### EXERCISE DIRECTIONS
In the records, find every line with the word "bare" and copy it out.

(Referring expression data)
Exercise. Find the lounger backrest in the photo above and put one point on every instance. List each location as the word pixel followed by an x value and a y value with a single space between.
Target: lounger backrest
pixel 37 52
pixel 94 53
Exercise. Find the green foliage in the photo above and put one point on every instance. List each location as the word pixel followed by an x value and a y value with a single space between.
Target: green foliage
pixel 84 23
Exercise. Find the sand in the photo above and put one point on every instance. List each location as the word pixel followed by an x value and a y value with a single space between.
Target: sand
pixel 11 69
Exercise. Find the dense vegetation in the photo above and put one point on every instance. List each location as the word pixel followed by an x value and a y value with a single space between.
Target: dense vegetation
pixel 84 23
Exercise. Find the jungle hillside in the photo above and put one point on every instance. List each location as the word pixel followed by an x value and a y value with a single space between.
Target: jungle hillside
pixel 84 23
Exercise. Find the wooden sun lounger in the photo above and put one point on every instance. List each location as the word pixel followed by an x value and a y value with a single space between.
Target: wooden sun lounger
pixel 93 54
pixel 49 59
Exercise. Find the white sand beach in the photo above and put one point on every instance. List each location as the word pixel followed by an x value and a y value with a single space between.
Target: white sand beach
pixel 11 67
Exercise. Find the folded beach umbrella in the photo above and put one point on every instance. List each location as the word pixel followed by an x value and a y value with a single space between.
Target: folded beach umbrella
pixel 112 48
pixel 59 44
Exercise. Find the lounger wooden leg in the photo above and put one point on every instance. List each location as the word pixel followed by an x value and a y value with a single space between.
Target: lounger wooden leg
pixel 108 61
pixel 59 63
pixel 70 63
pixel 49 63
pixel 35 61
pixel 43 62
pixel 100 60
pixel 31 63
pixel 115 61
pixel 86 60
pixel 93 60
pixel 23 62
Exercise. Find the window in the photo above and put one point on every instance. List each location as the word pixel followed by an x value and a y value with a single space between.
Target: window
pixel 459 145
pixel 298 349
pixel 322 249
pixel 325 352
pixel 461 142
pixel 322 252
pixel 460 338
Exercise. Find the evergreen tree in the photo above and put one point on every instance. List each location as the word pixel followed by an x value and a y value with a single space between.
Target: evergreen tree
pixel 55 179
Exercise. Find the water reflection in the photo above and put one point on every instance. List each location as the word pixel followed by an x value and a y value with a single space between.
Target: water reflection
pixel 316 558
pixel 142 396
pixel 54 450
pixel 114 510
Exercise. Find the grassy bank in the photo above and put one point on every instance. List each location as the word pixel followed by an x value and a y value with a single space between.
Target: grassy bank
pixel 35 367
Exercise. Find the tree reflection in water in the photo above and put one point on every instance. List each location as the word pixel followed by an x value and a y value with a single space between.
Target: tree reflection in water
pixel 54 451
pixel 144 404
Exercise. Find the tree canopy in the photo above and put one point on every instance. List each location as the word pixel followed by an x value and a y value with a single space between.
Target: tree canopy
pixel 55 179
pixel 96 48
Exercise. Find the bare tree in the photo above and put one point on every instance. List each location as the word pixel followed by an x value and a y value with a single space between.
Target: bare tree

### ANSWER BOX
Exercise. Find the bare tree in the photo above and put one point on every instance. List each location as the word pixel followed by an x value and a y value with a single space between.
Target: bare tree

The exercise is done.